-- Provided data follows --

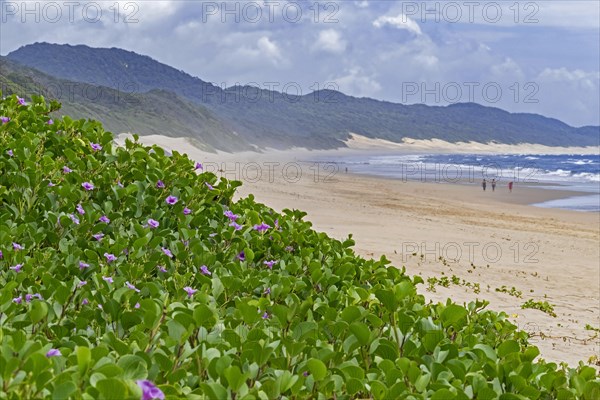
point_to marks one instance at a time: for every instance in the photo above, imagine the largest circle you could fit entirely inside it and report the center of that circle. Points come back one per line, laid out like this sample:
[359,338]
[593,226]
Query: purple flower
[132,287]
[53,353]
[29,297]
[230,215]
[262,227]
[189,291]
[150,391]
[17,268]
[204,270]
[236,226]
[98,236]
[74,219]
[171,200]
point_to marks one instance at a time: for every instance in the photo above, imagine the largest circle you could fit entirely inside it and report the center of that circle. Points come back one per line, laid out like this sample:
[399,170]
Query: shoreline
[479,244]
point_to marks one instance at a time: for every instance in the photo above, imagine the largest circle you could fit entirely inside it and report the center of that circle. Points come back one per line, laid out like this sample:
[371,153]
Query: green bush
[108,290]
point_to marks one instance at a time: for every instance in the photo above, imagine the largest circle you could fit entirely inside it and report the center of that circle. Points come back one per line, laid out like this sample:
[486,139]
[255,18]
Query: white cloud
[357,83]
[400,21]
[270,49]
[330,41]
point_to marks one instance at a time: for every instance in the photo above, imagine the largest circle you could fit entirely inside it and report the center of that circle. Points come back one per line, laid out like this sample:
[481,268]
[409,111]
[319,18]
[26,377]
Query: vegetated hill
[125,274]
[153,112]
[317,120]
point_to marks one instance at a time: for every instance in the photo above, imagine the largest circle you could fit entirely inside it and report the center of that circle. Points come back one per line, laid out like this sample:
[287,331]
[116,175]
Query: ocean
[571,172]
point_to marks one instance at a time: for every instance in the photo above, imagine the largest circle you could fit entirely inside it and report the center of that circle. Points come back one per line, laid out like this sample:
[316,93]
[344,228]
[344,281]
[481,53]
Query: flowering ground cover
[127,273]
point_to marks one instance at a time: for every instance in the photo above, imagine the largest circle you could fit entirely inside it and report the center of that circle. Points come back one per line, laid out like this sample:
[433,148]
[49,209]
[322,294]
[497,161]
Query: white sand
[548,255]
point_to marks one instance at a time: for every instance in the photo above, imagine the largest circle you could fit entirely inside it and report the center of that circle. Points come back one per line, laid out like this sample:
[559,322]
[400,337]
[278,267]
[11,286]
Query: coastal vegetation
[129,273]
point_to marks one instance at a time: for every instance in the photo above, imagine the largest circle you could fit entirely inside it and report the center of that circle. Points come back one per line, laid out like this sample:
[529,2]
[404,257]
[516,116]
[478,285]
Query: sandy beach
[484,243]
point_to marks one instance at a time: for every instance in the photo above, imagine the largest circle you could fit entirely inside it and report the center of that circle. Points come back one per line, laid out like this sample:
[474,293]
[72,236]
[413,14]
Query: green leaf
[317,369]
[112,389]
[84,358]
[361,331]
[133,367]
[508,347]
[64,391]
[39,311]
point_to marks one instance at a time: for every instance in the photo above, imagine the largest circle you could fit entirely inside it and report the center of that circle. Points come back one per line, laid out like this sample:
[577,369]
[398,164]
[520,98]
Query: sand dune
[484,240]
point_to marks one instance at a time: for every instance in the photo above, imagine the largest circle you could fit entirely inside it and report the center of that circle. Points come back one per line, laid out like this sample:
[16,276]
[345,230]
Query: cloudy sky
[528,56]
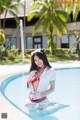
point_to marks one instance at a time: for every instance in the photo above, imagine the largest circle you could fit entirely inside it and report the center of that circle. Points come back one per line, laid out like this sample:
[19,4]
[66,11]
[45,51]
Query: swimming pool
[66,92]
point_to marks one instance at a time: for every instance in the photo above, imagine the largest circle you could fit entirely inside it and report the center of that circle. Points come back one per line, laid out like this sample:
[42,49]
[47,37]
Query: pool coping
[7,107]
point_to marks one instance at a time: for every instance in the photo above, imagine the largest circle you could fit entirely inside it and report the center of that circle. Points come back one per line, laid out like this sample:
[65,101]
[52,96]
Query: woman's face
[38,61]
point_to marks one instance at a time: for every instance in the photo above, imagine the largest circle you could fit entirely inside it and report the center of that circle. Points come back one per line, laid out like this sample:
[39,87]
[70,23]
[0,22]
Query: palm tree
[6,6]
[51,18]
[73,7]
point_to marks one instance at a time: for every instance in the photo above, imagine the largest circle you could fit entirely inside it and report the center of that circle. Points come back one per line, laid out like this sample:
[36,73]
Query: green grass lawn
[51,58]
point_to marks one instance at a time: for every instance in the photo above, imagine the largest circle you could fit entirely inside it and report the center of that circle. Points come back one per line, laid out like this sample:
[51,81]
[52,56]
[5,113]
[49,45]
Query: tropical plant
[51,20]
[2,38]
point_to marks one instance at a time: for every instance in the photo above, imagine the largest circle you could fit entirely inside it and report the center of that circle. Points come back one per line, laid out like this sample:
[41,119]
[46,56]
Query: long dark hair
[40,53]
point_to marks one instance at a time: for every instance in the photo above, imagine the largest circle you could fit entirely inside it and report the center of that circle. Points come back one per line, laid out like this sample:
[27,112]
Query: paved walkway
[9,70]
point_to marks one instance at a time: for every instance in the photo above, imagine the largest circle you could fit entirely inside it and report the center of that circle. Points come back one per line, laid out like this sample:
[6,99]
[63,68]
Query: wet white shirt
[45,78]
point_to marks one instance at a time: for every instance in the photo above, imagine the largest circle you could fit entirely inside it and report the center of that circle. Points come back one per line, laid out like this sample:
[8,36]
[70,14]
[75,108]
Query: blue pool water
[66,92]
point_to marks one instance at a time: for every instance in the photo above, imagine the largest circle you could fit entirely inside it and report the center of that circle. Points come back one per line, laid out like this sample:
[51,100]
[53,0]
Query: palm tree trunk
[4,19]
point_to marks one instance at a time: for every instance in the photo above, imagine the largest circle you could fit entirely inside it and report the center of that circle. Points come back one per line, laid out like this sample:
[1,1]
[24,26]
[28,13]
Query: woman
[41,79]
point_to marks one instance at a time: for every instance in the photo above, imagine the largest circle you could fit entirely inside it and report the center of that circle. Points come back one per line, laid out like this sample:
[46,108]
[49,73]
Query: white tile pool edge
[6,106]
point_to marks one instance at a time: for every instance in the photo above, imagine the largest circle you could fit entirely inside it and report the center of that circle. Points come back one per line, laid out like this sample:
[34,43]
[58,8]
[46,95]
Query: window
[65,41]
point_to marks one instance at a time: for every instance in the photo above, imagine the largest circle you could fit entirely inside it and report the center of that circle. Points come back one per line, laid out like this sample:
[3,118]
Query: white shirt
[45,78]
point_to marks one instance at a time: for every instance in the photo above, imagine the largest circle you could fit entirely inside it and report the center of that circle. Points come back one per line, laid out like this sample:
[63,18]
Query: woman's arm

-- Provided data concluded --

#### [Your goal]
Retype the data above as given, letting no picture into the copy.

#### [Your solution]
point_to marks one instance at a time: for every instance in the photo above, imagine the largest circle you could fit entirely inside it and report the center of that circle. Points come back one per line, laid out like this sample:
[359,338]
[593,226]
Query: purple flower
[132,287]
[53,353]
[29,297]
[230,215]
[262,227]
[189,291]
[150,391]
[17,268]
[204,270]
[236,226]
[98,236]
[74,219]
[171,200]
point_to marks one instance at a time: for every instance in the photo above, imagine the largest circle you could fit entirely inside it and report the center of that circle. Points come back one per line, laid out like this sample:
[399,170]
Query: shoreline
[479,244]
point_to marks one instance at a time: for every instance in the photo above, imagine the largest circle you could fit entirely inside it and report the center of that circle. Points come back one per line, laid out like this sample:
[371,153]
Query: green bush
[108,290]
point_to marks one instance at a time: for every instance in the photo above, imagine the largest circle you could fit entirely inside it and report the center of that circle. Points come back one per line, laid out like this sample:
[486,139]
[255,18]
Query: white cloud
[357,83]
[400,21]
[270,49]
[330,41]
point_to marks one instance at a time: for every instance in the photo above, imagine the largest circle you could fit entirely inside it and report the center of that circle. Points come back one per line, laid out like this sample:
[481,268]
[409,111]
[319,18]
[26,377]
Query: vegetated hill
[125,274]
[153,112]
[317,120]
point_to marks one instance at a time: for every instance in the photo above, imagine the largest circle you could fit entirely inside it and report the center of that circle. Points come back one per line, laid out like this sample:
[287,331]
[116,175]
Query: ocean
[571,172]
point_to marks one instance at a time: for every instance in the photo above, imagine the largest circle you could fit entirely inside it and report the center of that circle. Points come back one per line, laid out like this sample:
[316,93]
[344,228]
[344,281]
[481,53]
Query: flowering ground cover
[127,273]
point_to marks one instance at a time: for every instance in the photo above, imagine the largest circle you could fit entirely inside it and report the center of that circle. Points come back one per line, laid out like this sample:
[433,148]
[49,209]
[322,294]
[497,161]
Query: white sand
[548,255]
point_to marks one instance at a time: for every instance in the photo above, imagine the largest circle you could fit entirely inside it and report the center of that circle. Points come back one per line, laid out like this sample:
[559,322]
[400,337]
[278,267]
[11,286]
Query: coastal vegetation
[129,273]
point_to marks one instance at a time: for every instance in the photo above, imagine the largest circle you could fit entirely inside it and report the center of that circle. Points come back one per line, laid out like this sample:
[529,2]
[404,257]
[516,116]
[478,285]
Query: sandy beach
[484,243]
point_to marks one instance at a time: for every instance in the photo above, imagine the largest circle you could fit entirely inside it and report the center of that circle. Points come back one per line, laid out like this sample:
[474,293]
[72,236]
[413,14]
Query: green leaf
[317,369]
[112,389]
[84,358]
[361,331]
[133,367]
[508,347]
[64,391]
[39,311]
point_to marks one instance at a time: for every instance in the photo above, imagine the largest circle you could fit entirely inside it and report the center of that circle. Points come back one per line, laid out like this sample:
[577,369]
[398,164]
[520,98]
Query: sand dune
[484,240]
point_to marks one instance at a time: for every instance in the photo above, imagine the largest circle you could fit entirely inside it and report the center of that circle. Points come back one per line, laid out like this sample:
[16,276]
[345,230]
Query: cloudy sky
[528,56]
point_to marks one instance at a time: for every instance in the photo above, imagine the largest circle you could fit entirely inside it and report the center of that circle. Points come back one per line, laid out like this sample:
[19,4]
[66,11]
[45,51]
Query: swimming pool
[66,92]
point_to marks one instance at a time: for every instance in the photo above, imagine the largest circle you could fit entirely inside it and report the center of that circle. Points come back one per line, laid out like this sample:
[42,49]
[47,37]
Query: pool coping
[7,107]
point_to marks one instance at a time: for every instance in the photo above, imagine the largest circle you could fit entirely inside it and report the center of that circle. Points come back one per line, laid out like this sample:
[65,101]
[52,96]
Query: woman's face
[38,61]
point_to marks one instance at a time: for every instance in the photo above, imagine the largest circle you could fit entirely inside it and report the center of that circle. Points come back one per line, laid out like this sample:
[39,87]
[70,23]
[0,22]
Query: palm tree
[6,6]
[51,18]
[73,7]
point_to marks one instance at a time: for every instance in the photo above, imagine the largest circle you could fit entirely inside it and report the center of that circle. Points come back one per line, laid out like this sample:
[36,73]
Query: green grass lawn
[51,58]
point_to marks one instance at a time: for every instance in the photo above, imagine the largest circle you could fit entirely inside it and report the center of that circle. Points come back one per line, laid out like this sample:
[51,81]
[52,56]
[5,113]
[49,45]
Query: tropical plant
[51,20]
[2,38]
point_to marks one instance at a time: for every instance in the photo above, imagine the largest circle you could fit entirely inside it and report the center of that circle. Points come back one per line, laid out like this sample:
[41,119]
[46,56]
Query: long dark hair
[40,53]
point_to marks one instance at a time: for every instance in the photo above, imagine the largest circle you could fit entirely inside it and report the center of that circle. Points come back one per line, laid out like this sample:
[27,112]
Query: paved walkway
[9,70]
point_to marks one instance at a time: for every instance in the photo above, imagine the largest circle you could fit entirely inside it and report the center of that circle. Points come back one per line, laid out like this sample:
[6,99]
[63,68]
Query: wet white shirt
[45,78]
point_to marks one instance at a time: for every instance in the photo above, imagine the largest circle you could fit entirely inside it and report the center of that circle. Points come back one per line, laid out like this sample:
[8,36]
[70,14]
[75,108]
Query: blue pool water
[66,92]
point_to marks one instance at a time: for every instance in the photo above, imagine the largest circle you could fit entirely inside it and report the center of that circle. Points come back one per line, laid out like this sample:
[51,100]
[53,0]
Query: palm tree trunk
[4,19]
point_to marks one instance at a time: for every instance in the photo above, imagine the largest circle you could fit entirely inside it and report the center of that circle. Points come back one per line, laid out like this sample:
[1,1]
[24,26]
[28,13]
Query: woman
[41,79]
point_to marks one instance at a time: for every instance in the photo above, imagine the largest circle you could fit entirely inside it and report the center of that circle. Points come back one per line, laid out like this sample:
[46,108]
[49,73]
Query: white tile pool edge
[6,106]
point_to marks one instance at a time: for every instance in the photo above, imagine the largest circle you could fit entirely inside it and report the center of that circle. Points come back one per line, laid out like this sample:
[34,43]
[58,8]
[46,95]
Query: window
[65,41]
point_to marks one instance at a time: for every instance in the photo above, imagine the largest circle you could fit entirely inside it and report the center of that circle. Points come back one per line, laid out like this sample:
[3,118]
Query: white shirt
[45,78]
point_to marks one instance at a time: for every instance in the photo above, imagine the largest circle you could fit entirely inside it and report the center of that circle. Points come back one per line, laid out like this sample:
[63,18]
Query: woman's arm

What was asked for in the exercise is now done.